→ Your objective: Write out exactly the lines from the one containing "Where can the person" through the last line of the records below, including both.

→ Exercise materials:

-- Start --

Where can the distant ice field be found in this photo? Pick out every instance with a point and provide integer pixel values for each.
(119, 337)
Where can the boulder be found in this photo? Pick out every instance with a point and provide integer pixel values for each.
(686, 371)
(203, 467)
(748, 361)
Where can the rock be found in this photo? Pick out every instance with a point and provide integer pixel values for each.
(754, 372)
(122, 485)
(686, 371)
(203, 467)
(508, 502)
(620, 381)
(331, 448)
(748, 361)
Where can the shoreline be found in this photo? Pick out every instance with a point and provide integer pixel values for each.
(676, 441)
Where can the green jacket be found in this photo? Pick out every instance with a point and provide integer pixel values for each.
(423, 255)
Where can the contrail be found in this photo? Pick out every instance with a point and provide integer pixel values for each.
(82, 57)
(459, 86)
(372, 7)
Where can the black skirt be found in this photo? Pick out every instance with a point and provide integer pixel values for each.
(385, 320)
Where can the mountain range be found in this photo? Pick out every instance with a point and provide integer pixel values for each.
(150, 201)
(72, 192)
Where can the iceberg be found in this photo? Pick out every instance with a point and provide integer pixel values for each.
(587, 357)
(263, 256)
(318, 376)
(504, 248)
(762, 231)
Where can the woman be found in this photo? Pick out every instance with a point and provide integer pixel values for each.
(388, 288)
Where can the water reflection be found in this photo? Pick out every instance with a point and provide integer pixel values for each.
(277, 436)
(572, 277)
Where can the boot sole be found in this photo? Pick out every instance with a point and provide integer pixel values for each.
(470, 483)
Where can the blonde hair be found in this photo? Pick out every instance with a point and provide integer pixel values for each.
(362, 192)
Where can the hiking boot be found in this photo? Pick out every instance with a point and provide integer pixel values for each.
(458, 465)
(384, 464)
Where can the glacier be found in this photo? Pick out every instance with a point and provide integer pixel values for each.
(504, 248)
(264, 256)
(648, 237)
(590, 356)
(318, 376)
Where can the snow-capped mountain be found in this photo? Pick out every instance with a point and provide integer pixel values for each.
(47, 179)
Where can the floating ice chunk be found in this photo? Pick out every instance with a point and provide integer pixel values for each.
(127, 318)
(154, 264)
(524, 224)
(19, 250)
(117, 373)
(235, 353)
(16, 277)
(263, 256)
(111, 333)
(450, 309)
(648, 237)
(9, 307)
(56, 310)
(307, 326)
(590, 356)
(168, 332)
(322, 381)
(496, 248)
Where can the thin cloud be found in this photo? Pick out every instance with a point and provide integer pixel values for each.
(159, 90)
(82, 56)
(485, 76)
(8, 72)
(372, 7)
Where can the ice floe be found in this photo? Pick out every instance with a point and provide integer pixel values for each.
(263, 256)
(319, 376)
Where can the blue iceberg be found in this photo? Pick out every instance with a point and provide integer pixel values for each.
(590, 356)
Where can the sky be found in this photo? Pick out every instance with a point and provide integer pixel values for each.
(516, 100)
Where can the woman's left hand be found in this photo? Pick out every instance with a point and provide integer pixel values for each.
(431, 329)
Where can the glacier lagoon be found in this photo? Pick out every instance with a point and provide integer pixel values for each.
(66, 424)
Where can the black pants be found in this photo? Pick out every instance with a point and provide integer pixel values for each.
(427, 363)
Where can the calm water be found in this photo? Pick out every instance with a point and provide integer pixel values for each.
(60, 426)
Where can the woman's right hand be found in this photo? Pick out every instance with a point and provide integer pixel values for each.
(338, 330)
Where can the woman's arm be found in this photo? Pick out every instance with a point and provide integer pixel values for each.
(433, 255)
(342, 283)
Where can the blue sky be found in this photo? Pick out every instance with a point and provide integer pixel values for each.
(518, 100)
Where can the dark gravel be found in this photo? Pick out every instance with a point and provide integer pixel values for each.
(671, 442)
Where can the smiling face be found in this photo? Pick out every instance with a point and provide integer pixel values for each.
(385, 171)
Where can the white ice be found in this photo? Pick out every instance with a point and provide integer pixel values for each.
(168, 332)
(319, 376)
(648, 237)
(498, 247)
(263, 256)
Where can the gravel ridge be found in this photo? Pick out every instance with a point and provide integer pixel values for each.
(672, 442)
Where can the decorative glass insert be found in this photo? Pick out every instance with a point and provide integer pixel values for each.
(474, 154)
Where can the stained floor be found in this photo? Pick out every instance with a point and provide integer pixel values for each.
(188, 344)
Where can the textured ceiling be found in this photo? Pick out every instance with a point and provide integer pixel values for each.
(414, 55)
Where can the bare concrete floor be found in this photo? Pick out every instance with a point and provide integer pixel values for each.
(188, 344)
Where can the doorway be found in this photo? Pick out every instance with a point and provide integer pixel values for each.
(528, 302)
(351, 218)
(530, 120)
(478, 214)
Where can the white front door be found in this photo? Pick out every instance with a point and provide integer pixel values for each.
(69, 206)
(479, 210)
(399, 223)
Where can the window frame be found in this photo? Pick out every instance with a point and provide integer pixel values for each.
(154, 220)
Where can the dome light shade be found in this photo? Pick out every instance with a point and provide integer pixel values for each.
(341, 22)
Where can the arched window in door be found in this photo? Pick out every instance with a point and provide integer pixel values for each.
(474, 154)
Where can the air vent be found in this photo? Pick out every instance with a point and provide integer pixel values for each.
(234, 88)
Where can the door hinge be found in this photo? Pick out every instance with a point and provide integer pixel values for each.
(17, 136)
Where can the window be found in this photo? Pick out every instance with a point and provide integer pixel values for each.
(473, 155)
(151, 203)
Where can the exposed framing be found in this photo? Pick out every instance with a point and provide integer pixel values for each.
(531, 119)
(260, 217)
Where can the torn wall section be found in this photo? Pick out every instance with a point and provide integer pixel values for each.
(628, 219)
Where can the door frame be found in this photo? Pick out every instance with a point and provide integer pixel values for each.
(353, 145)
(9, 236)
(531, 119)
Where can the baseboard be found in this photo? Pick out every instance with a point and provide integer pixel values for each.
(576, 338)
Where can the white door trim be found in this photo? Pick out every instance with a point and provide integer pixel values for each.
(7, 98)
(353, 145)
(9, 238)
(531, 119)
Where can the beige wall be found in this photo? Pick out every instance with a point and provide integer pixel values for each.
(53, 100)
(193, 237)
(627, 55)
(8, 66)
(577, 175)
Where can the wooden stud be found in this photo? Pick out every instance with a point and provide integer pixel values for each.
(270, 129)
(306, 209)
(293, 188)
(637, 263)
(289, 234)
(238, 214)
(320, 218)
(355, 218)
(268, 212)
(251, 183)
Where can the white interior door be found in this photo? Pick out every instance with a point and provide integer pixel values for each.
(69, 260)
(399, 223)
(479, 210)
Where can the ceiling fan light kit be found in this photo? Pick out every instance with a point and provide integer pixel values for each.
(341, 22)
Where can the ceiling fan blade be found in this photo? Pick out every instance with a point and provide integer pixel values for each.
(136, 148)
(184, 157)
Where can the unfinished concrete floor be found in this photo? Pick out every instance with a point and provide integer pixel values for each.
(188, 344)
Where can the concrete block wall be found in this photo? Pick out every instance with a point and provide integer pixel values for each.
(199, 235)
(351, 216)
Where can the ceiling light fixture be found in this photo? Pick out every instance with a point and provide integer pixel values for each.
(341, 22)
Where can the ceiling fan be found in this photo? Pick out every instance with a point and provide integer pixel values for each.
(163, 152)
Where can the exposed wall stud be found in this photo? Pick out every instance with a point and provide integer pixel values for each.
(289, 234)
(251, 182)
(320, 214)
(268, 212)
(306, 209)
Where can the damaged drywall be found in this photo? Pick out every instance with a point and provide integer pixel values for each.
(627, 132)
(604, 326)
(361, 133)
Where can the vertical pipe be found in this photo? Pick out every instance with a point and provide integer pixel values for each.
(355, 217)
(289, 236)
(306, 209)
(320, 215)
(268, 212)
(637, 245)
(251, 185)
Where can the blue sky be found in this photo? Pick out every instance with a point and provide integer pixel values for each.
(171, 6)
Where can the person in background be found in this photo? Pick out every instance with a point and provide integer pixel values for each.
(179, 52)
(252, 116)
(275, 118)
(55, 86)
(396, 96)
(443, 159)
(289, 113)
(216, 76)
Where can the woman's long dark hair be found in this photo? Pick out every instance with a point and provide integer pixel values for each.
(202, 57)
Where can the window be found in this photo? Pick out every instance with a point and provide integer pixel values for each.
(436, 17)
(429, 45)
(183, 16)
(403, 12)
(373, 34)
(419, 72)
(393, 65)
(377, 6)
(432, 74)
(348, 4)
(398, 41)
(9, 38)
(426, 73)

-- End --

→ Answer to the exercise:
Where can the person in background be found in this photo? Pick out every instance with a point and provide integer pixel values for each.
(179, 52)
(252, 116)
(275, 118)
(55, 86)
(396, 96)
(443, 159)
(289, 113)
(216, 76)
Where can the woman's long dark hair be found in this photo? Pick out every instance with a point and provide integer pixel values for each.
(202, 57)
Where can the window be found in this photo? Pick out every instance with a point and provide integer pixel values for each.
(436, 17)
(429, 45)
(183, 16)
(403, 12)
(373, 34)
(419, 72)
(393, 65)
(377, 6)
(432, 74)
(348, 4)
(398, 41)
(9, 38)
(426, 73)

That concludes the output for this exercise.